* [INFORMATION SHOWN]
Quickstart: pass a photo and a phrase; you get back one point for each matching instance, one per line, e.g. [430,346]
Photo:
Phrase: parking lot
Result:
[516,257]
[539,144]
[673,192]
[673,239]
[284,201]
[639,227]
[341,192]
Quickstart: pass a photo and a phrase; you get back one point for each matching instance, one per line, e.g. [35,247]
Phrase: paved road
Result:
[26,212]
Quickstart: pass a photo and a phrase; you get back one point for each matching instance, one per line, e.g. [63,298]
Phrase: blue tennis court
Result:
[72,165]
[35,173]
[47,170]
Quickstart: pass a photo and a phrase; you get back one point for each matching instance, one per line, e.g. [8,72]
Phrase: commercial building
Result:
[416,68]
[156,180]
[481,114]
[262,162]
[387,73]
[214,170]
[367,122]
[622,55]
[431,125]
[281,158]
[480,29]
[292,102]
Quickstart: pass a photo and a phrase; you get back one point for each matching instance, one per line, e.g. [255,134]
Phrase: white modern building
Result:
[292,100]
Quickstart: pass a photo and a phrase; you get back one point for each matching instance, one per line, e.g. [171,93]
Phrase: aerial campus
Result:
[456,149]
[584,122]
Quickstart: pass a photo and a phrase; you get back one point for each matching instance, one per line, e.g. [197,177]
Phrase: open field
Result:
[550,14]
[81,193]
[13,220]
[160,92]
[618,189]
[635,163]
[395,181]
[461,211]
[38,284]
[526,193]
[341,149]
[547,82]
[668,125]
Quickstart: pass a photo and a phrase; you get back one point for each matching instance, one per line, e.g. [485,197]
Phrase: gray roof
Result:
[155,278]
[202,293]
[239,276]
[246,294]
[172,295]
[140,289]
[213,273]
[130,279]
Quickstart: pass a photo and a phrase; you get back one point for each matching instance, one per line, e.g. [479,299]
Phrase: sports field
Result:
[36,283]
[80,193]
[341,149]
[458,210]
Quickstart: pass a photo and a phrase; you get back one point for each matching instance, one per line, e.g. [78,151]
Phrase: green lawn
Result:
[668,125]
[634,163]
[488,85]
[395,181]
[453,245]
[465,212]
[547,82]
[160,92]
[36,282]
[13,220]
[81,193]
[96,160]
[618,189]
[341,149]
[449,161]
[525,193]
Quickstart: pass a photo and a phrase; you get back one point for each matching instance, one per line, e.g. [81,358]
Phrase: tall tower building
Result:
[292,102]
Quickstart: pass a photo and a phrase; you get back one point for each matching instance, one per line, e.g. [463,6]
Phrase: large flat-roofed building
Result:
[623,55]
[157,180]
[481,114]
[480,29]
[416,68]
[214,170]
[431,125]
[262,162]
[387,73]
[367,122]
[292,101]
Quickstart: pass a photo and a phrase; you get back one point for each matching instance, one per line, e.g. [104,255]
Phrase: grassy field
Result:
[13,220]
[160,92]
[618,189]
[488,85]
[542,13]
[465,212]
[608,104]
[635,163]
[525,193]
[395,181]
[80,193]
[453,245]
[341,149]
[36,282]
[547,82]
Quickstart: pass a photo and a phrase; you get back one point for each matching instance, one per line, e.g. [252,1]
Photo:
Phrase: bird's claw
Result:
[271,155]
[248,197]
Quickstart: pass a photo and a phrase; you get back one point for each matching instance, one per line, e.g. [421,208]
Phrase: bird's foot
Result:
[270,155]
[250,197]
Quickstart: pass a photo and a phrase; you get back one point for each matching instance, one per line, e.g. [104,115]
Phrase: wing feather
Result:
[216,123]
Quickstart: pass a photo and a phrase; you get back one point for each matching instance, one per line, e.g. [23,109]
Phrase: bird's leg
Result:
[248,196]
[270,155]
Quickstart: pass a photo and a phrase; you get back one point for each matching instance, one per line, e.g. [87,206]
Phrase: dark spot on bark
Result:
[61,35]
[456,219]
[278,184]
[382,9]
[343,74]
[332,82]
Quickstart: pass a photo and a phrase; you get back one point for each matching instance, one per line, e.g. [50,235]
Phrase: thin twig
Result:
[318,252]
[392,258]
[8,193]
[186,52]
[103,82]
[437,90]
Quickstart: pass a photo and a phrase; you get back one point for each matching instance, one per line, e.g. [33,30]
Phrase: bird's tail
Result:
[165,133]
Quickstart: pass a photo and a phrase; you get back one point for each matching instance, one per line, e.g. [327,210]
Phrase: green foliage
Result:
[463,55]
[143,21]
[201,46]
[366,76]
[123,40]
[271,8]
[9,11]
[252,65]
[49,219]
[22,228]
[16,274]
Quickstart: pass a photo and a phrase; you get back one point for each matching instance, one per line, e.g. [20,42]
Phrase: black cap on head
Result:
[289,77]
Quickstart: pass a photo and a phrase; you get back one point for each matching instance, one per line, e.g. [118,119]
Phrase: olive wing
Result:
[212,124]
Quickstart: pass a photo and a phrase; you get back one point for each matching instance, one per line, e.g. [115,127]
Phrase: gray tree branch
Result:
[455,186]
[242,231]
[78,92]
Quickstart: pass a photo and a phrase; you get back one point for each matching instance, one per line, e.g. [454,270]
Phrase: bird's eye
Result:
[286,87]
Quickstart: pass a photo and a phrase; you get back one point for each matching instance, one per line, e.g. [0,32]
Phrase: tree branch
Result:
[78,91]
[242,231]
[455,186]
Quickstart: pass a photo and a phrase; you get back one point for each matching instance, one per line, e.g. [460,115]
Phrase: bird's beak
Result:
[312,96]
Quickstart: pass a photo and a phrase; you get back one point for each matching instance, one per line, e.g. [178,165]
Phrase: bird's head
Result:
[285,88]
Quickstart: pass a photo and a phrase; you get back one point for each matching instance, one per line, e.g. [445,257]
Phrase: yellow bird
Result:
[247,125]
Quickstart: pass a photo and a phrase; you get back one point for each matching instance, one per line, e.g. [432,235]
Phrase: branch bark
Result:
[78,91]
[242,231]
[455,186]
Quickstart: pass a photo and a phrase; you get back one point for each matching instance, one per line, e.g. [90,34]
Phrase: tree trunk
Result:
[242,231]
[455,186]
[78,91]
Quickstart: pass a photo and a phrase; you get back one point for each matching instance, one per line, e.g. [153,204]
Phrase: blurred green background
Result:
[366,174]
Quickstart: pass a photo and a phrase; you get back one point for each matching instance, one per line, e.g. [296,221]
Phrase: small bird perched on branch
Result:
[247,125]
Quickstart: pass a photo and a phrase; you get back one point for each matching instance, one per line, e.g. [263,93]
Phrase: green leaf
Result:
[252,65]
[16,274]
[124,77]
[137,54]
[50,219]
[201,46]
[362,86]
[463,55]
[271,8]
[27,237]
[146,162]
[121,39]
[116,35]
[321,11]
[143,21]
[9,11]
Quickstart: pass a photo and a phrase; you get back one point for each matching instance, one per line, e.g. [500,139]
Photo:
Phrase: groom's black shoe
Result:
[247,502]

* [YOUR INSTRUCTIONS]
Can you return, unchanged, every line from the one containing "line, e.g. [178,165]" up to and including the last line of the records?

* [RESPONSE TO THIS TASK]
Quickstart: pass a photo and a phrase; you get back one point for each matching instance, one per line, e.g. [178,165]
Phrase: bird's head
Result:
[285,88]
Quickstart: pass a photo and a phrase; you get back one point for each matching instance, one per line, e.g. [445,257]
Phrase: yellow bird
Result:
[247,125]
Quickstart: pass a photo and a phrase; you get back one point for each matching instance, one per line, e.g. [432,235]
Phrase: branch bark
Result:
[78,91]
[242,231]
[455,186]
Quickstart: pass a photo and a phrase; you get back one point for each matching instance, one per line, e.g. [90,34]
Phrase: tree trunk
Result:
[242,231]
[455,186]
[78,91]
Quickstart: pass a photo and a phrase; you get back one point for each matching instance, one per line, e.g. [153,204]
Phrase: blurred green background
Result:
[366,174]
Quickstart: pass a photo and a phrase; you get back one point for each matching instance, one per line, e.g. [296,221]
Phrase: small bird perched on branch
Result:
[247,125]
Quickstart: pass a photo and a phrase; you get back one point for each matching instance, one per line, e.g. [263,93]
Phrase: green leaf
Result:
[252,65]
[16,274]
[124,77]
[137,54]
[50,219]
[201,46]
[362,86]
[463,55]
[271,8]
[27,237]
[146,162]
[121,39]
[116,35]
[321,11]
[143,21]
[9,11]
Quickstart: pass a photo and a phrase; you get back one point for each matching instance, one per line, e.g. [500,139]
Photo:
Phrase: groom's black shoe
Result:
[247,502]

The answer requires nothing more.